* _Written tasks_:
1: Duplicate the passage of the Afropunk article starting at "When you think" and ending at "band inspired her.".
2: Rewrite the records starting at the line that contains "Put a marker on each instance of the closet shelf" and ending at the end of the records, substituting "Response" for every "Your answer" and leaving all else unchanged. Return those lines only.

## START Extract to read

Fans at the Afropunk Festival Brooklyn, now in its 11th year.
Stephanie Keith
Getty Images
Fans at the Afropunk Festival Brooklyn, now in its 11th year.

When you think about punk music, you might picture some very thin, pale young guys with mohawks. But Brooklyn's Afropunk Festival is out to prove that punk is much more than that.

The young Canadian rocker Sate was one of the up-and-coming acts at Afropunk, which took place Aug. 27 and 28 this year. I met her right before she hit the stage. She was wearing a cut-off Fishbone shirt, and she says the black punk band inspired her.

"I think I was just, like, dumbstruck," Sate says of her first time seeing Fishbone live, "and I just remember there being sweat on the walls and being like, 'That's the kind of show that I want to create, where there's sweat on the walls.'"

And with soulful mosh-pit anthems like her song "Warrior," she's achieved that teenage dream.

## END Extract to read
## START Records provided

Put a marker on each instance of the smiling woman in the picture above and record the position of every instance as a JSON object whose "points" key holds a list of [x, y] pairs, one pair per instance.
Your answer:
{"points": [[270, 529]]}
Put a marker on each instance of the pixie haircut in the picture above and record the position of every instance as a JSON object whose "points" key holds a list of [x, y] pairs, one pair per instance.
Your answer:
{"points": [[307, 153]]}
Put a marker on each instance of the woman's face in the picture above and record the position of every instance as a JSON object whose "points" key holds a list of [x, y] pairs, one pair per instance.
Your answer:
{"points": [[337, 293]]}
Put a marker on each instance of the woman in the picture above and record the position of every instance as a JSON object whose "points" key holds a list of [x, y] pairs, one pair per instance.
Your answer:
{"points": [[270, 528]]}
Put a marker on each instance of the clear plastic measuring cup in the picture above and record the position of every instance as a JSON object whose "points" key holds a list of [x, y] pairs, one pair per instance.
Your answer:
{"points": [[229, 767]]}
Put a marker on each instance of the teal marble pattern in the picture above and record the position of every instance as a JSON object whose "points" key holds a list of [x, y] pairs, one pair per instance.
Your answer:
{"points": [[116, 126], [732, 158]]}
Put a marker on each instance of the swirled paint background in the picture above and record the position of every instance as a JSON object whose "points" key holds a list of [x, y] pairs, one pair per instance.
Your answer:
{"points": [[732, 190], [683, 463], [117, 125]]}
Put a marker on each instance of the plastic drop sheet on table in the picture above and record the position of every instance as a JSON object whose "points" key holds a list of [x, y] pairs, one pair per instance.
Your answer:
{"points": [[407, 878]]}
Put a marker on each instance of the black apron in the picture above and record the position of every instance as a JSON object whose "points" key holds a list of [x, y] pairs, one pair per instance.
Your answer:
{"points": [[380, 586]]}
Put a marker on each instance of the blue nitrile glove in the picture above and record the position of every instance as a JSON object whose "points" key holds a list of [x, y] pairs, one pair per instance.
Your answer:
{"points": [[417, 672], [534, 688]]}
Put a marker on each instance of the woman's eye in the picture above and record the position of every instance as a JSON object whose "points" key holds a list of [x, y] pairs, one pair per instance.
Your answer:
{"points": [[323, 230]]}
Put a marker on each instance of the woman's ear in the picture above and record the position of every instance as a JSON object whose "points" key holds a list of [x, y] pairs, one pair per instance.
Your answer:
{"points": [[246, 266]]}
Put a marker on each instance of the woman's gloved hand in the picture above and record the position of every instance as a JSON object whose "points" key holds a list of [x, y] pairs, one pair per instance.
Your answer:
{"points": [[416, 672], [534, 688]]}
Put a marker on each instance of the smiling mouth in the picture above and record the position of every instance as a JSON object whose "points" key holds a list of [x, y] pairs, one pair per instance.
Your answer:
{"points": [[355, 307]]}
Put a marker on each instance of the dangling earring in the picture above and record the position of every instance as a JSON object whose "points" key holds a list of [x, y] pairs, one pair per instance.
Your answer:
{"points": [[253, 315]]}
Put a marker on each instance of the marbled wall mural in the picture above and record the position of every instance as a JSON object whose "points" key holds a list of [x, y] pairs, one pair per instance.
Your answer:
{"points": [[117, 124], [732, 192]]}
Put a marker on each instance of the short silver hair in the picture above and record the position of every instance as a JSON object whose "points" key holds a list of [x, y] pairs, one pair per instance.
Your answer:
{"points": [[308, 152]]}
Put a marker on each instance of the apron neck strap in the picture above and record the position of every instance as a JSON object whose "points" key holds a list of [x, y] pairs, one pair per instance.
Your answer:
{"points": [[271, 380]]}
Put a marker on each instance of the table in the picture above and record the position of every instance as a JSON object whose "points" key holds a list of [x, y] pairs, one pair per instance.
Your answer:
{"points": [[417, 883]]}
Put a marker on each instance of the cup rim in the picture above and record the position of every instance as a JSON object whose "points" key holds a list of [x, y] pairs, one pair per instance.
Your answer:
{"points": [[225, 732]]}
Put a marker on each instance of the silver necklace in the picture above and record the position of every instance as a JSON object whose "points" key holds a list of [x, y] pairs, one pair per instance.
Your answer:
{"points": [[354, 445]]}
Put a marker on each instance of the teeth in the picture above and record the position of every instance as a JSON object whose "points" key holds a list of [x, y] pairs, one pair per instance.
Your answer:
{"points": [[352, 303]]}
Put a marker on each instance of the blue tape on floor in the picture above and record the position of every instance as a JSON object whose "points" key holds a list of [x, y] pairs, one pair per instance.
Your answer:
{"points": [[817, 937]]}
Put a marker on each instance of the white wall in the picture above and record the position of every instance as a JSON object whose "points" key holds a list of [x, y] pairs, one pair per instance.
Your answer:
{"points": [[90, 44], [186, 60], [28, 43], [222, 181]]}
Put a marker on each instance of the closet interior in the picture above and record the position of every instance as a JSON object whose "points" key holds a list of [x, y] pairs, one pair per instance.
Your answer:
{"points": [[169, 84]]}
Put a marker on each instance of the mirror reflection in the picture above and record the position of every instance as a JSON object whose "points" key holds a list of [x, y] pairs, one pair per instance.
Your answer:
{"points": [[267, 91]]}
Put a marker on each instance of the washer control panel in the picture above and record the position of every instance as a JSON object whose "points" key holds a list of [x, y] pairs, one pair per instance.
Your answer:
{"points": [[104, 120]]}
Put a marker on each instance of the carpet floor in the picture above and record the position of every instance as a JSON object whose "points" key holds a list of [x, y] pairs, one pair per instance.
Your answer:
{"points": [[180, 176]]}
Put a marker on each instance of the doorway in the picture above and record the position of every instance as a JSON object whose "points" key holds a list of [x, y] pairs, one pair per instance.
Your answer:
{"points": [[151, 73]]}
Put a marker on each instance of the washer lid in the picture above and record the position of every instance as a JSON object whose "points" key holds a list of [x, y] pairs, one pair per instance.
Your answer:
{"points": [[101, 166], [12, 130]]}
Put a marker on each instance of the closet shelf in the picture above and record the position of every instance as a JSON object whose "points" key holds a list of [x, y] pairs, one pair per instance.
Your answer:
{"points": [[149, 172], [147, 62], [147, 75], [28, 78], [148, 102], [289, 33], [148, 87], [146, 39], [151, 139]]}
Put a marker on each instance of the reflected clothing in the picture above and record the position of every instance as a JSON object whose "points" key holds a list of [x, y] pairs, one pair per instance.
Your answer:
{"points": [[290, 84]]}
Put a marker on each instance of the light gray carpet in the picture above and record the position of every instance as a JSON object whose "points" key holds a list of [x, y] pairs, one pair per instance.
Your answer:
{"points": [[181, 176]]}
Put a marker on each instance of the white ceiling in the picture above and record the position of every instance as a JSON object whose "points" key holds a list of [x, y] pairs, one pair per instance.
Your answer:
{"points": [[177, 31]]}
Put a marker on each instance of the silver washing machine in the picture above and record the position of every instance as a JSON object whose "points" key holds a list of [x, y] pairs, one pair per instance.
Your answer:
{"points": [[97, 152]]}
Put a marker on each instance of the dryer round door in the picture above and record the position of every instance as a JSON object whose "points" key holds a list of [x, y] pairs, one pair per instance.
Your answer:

## END Records provided

* _Answers provided_:
1:
When you think about punk music, you might picture some very thin, pale young guys with mohawks. But Brooklyn's Afropunk Festival is out to prove that punk is much more than that.

The young Canadian rocker Sate was one of the up-and-coming acts at Afropunk, which took place Aug. 27 and 28 this year. I met her right before she hit the stage. She was wearing a cut-off Fishbone shirt, and she says the black punk band inspired her.

2:
Put a marker on each instance of the closet shelf in the picture above and record the position of every instance as a JSON object whose "points" key holds a list of [x, y] pairs, one pair per instance.
Response:
{"points": [[149, 172], [147, 62], [147, 75], [28, 78], [148, 102], [289, 33], [148, 87], [146, 39], [151, 139]]}
Put a marker on each instance of the reflected clothing in the picture above and record the position of every instance as a JSON object whose "points" key holds a list of [x, y] pairs, one pair per instance.
Response:
{"points": [[290, 84]]}
Put a marker on each instance of the light gray carpet in the picture above and record the position of every instance as a JSON object whose "points" key holds a list of [x, y] pairs, one pair per instance.
Response:
{"points": [[181, 176]]}
Put a marker on each instance of the white ceiling in the picture above and record the position of every instance as a JSON object whose "points" key holds a list of [x, y] pairs, one pair per instance.
Response:
{"points": [[177, 31]]}
Put a marker on each instance of the silver washing machine in the picture above and record the position of every instance as a JSON object whose "points" key holds a list of [x, y] pairs, one pair per instance.
Response:
{"points": [[97, 152]]}
Put a marker on each instance of the dryer round door in the picture above and record the position of every instance as a JSON object whose "points" key holds a list of [x, y] pairs, one pair per instance.
Response:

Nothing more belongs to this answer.